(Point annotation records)
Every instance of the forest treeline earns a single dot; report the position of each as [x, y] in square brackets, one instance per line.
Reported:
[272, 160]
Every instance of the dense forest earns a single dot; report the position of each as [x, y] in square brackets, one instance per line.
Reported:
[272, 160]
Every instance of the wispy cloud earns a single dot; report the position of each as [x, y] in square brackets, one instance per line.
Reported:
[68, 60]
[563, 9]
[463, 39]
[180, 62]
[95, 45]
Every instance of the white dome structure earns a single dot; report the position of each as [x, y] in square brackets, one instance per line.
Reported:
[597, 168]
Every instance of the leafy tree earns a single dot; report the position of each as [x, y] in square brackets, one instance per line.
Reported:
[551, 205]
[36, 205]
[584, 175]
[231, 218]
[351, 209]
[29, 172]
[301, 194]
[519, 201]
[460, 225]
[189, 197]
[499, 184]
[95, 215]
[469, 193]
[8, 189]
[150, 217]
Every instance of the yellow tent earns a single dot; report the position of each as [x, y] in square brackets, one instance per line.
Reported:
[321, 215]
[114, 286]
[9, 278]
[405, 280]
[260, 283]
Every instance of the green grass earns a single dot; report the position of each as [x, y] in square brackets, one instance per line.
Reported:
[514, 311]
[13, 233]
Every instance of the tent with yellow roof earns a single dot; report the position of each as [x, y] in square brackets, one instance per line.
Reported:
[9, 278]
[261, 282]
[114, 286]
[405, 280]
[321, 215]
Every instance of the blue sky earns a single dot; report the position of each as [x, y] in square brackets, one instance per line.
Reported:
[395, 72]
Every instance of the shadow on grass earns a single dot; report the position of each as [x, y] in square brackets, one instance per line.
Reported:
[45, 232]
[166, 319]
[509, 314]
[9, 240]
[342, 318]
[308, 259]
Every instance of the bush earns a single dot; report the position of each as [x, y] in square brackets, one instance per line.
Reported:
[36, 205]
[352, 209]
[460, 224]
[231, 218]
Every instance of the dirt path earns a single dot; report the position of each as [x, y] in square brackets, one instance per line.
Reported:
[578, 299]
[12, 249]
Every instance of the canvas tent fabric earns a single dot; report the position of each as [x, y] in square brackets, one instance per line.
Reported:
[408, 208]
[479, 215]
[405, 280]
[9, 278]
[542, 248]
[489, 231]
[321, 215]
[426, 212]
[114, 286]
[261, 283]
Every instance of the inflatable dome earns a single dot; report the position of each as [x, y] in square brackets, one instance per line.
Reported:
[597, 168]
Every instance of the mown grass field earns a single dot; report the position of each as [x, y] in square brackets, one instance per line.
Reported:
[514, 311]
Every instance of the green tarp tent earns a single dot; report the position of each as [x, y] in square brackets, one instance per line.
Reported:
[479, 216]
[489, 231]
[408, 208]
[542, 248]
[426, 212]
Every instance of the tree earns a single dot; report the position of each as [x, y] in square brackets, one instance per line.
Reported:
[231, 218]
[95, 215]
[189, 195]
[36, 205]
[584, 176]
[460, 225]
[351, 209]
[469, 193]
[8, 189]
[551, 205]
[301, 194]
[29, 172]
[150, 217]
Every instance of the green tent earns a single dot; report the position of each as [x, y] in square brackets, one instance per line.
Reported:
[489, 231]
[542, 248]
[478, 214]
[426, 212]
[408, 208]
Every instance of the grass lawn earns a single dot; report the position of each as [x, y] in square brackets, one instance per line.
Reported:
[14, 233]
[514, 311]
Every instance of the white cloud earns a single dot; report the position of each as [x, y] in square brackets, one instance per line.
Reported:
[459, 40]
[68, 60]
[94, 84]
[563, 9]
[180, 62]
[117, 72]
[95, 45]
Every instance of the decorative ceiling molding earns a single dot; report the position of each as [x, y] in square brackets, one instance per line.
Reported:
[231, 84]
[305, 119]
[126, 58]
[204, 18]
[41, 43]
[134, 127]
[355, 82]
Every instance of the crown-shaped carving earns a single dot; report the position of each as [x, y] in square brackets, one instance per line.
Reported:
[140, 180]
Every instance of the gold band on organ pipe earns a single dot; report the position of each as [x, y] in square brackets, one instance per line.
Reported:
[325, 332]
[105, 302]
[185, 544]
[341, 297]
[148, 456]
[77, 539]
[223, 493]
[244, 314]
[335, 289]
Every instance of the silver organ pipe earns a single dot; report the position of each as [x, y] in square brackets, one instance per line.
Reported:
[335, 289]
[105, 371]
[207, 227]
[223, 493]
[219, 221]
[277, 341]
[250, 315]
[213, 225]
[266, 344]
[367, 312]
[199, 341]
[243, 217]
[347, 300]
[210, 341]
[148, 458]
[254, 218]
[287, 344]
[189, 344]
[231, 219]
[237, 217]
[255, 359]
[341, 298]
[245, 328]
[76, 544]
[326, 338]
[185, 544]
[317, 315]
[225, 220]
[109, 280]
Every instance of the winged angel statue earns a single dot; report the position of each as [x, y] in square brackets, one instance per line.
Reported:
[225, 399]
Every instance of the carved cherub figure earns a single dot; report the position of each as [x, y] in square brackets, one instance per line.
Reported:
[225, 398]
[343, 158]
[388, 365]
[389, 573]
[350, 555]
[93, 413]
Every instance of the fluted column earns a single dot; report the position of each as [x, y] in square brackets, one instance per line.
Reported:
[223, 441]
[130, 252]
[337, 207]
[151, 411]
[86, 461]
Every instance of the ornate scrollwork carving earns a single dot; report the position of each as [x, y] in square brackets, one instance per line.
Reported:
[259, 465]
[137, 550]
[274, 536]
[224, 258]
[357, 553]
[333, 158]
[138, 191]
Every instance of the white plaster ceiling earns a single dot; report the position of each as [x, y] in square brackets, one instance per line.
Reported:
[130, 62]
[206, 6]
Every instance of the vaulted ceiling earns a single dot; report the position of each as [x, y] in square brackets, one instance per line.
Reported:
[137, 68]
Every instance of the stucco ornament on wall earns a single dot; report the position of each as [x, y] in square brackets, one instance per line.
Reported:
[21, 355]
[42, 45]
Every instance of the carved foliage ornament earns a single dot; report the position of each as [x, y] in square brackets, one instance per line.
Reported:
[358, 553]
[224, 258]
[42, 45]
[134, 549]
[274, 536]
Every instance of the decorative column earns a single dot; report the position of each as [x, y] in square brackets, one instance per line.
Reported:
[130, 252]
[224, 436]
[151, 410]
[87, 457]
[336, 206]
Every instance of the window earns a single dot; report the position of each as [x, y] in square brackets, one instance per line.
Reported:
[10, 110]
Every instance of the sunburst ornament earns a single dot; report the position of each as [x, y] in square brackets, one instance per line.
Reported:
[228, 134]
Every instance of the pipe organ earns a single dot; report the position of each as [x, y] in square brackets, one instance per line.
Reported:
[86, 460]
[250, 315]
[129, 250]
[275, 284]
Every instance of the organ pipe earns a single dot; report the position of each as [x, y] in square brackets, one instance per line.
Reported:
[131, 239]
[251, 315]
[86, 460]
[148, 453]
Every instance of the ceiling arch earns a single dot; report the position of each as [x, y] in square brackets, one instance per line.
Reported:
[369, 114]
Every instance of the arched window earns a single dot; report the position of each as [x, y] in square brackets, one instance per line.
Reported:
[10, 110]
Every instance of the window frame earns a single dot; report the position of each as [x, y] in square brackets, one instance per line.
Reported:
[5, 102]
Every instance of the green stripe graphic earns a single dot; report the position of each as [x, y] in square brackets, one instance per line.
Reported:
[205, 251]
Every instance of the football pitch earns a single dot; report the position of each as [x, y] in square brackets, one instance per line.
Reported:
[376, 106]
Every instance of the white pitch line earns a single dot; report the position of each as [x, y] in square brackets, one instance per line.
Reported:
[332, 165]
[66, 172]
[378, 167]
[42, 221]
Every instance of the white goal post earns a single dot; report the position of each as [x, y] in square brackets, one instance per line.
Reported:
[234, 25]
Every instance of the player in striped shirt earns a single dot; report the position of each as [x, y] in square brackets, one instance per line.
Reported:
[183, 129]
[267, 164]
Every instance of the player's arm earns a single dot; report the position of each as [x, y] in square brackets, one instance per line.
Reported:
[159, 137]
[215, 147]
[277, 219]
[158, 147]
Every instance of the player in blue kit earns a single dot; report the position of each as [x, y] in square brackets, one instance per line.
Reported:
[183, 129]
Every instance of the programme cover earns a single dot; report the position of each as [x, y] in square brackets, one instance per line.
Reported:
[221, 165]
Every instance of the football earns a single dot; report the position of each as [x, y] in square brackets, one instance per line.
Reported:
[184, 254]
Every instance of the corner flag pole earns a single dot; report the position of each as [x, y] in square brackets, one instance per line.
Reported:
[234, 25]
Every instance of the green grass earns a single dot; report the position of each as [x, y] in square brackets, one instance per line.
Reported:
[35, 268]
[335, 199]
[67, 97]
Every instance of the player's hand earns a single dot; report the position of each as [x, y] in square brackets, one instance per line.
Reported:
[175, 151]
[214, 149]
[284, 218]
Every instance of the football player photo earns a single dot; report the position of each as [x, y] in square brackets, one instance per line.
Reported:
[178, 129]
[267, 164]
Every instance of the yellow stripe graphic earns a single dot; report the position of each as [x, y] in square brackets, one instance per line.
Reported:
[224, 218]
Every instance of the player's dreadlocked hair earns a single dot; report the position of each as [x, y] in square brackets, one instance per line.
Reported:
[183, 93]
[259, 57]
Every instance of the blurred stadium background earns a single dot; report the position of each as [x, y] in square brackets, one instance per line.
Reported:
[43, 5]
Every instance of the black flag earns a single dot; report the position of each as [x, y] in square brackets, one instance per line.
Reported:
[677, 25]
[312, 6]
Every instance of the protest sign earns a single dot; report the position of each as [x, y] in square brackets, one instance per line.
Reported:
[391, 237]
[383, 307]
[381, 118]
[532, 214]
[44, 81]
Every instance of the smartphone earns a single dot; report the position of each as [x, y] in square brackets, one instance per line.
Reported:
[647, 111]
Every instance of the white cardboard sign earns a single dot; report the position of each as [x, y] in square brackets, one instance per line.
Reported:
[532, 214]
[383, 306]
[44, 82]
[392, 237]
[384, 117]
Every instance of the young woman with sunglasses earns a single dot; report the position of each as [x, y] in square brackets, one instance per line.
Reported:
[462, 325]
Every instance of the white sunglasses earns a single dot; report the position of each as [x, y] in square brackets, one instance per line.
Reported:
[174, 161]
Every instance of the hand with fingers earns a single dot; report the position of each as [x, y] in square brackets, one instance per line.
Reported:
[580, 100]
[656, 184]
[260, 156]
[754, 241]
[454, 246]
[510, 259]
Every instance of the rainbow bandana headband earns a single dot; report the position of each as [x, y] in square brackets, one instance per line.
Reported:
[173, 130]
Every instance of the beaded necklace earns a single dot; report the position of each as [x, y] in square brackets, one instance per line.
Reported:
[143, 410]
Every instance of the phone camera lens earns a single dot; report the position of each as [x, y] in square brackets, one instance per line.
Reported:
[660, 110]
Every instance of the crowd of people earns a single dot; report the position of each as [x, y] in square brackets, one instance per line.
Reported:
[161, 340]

▶ _What the task asks_: In the listing above, find the line with "Every instance of the smartphone" and set down that line and all after it exactly, through the final line.

▶ _Task output_:
Every instance of the smartphone earns a single dot; report the position of each as [x, y] in square brackets, one instance per line.
Reported:
[647, 111]
Every instance of the white cardboard sign earns a single dot; report the position of each as [x, y] in square brackets, one instance per line.
Reported:
[532, 214]
[383, 306]
[44, 82]
[392, 237]
[384, 117]
Every instance of the young woman with sunglasses earns a single dot; report the position of each as [x, y] in square brackets, one instance per line.
Reported:
[462, 325]
Every instance of the white sunglasses earns a single dot; report the position of each as [x, y] in square brackets, one instance per line.
Reported:
[174, 161]
Every instance of the hand with fingers earns a single dot; report the position of each as [x, y] in square brackets, one instance per line.
Reported:
[580, 100]
[656, 184]
[260, 156]
[754, 241]
[454, 246]
[510, 259]
Every instance of the rainbow bandana headband earns a single dot; report the position of each as [x, y] in square brackets, one instance per line.
Reported:
[173, 130]
Every instance of the beaded necklace earns a single dot; report the position of each as [x, y] in square brackets, one instance per line.
Reported:
[143, 410]
Every instance of the phone camera lens earns a single dot; report the position of each as [x, y] in square brackets, one instance per line.
Reported:
[660, 110]
Every instance of the crowd of people earns a single dot; report the position of each as [x, y] in square brackets, one instance per line.
Reported:
[161, 340]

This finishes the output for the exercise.